* start Page *

- Emblem
- Flag
- Chairman: Paek Un-chol
- Vice-Chairman: Kim Ju-hyok; Pak Myong-jin; Wang Chol-u; Kim Song-il; Ri Myong-hyok; Kim Song-il;
- Founded: 17 January 1946; 80 years ago;
- Headquarters: Pyongyang, North Korea
- Ideology: Socialism; Communism; Kimilsungism–Kimjongilism Juche; North Korean nationalism; ; Before 2023:; Korean nationalism;
- Mother party: Workers' Party of Korea
- International affiliation: World Federation of Democratic Youth (WFDY)
- Newspaper: Chongnyon Jonwi
- Website: youth.rep.kp

= Socialist Patriotic Youth League =

North Korean political youth organization

The Socialist Patriotic Youth League is the main North Korean youth organization. Directly under the party Central Committee, it is the only mass organization expressly mentioned in the charter of the Workers' Party of Korea.

The organization, modeled after the Komsomol in the former Soviet Union, includes all North Koreans without party membership between the ages of 15 and 30, although married women who opt to become housewives are transferred to the Socialist Women's Union. Youth under 15 may join the Korean Children's Union. Officially, the guiding ideology of the organization is Kimilsungism–Kimjongilism.

== History ==

The League was founded on 17 January 1946 as the Democratic Youth League of North Korea. It became the youth wing of the Workers' Party of North Korea. Six months after its foundation in June 1946, the League joined the World Federation of Democratic Youth, establishing international relations with other Marxist–Leninist and anti-imperialist youth movements. In 1949, it was renamed the Democratic Youth League of Korea and in May 1964 renamed as the League of Socialist Working Youth of Korea. It assumed the name Kim Il Sung Socialist Youth League on its 50th anniversary in 1996.

Flag of the League of Socialist Working Youth of Korea (Sarochong)

* end Page *

__Task 1__. Please arrange the point-labeling entries below as a two-column CSV with the headers task and answer. Give one row per entry, with the entry's text and its answer each in a single quoted field and line breaks replaced by spaces.
__Task 2__. Pick up the article on the Socialist Patriotic Youth League after its last line and write the next part.

* start Data to use *

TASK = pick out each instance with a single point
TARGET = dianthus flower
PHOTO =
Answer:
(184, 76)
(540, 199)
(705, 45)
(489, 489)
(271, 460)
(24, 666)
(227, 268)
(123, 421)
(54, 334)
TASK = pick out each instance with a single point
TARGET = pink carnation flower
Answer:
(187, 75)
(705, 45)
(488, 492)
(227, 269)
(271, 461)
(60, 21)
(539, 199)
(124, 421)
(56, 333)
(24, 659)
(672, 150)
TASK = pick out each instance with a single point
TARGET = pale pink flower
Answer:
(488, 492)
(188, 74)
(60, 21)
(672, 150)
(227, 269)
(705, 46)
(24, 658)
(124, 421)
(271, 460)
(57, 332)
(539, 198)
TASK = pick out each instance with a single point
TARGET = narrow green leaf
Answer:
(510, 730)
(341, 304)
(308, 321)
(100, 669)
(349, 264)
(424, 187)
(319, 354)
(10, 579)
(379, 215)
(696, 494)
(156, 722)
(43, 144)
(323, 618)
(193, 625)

* end Data to use *

__Task output 1__.
task,answer
"TASK = pick out each instance with a single point TARGET = dianthus flower PHOTO = Answer:","(184, 76) (540, 199) (705, 45) (489, 489) (271, 460) (24, 666) (227, 268) (123, 421) (54, 334)"
"TASK = pick out each instance with a single point TARGET = pink carnation flower Answer:","(187, 75) (705, 45) (488, 492) (227, 269) (271, 461) (60, 21) (539, 199) (124, 421) (56, 333) (24, 659) (672, 150)"
"TASK = pick out each instance with a single point TARGET = pale pink flower Answer:","(488, 492) (188, 74) (60, 21) (672, 150) (227, 269) (705, 46) (24, 658) (124, 421) (271, 460) (57, 332) (539, 198)"
"TASK = pick out each instance with a single point TARGET = narrow green leaf Answer:","(510, 730) (341, 304) (308, 321) (100, 669) (349, 264) (424, 187) (319, 354) (10, 579) (379, 215) (696, 494) (156, 722) (43, 144) (323, 618) (193, 625)"

__Task output 2__.
The 8th congress of the youth league was held in February 1993, after a 12-year lapse since the 7th congress, held in 1981. The last conference was held on 12 July 2012, after ten years since the previous one, held on 21–22 March 2002. The 9th congress has been convened for January 2016, after 23 years since the previous one.

On 4 January 2007, in Pyongyang, Kim Song-chol, the First Secretary of the Pyongyang People's Committee of the KSYL gave a speech at a mass rally, with other high government officials, praising Songun Korea. During the speech, Kim Song-chol said that the country should bolster "death-defying corps" and create a "youth vanguard faithfully following the Party's Songun politics."

The 47th plenary meeting of the Central Committee of the KSYL was held, in Pyongyang, on 22 March 2012. At the meeting, former First Secretary Ri Yong-chol was relieved of his post due to his age and Jon Yong-nam was elected to the post. The current head of the league is Chairman of the Central Committee Pak Chol-min.

Recently, Choe Ryong-hae has been replacing military officials with KSYL members.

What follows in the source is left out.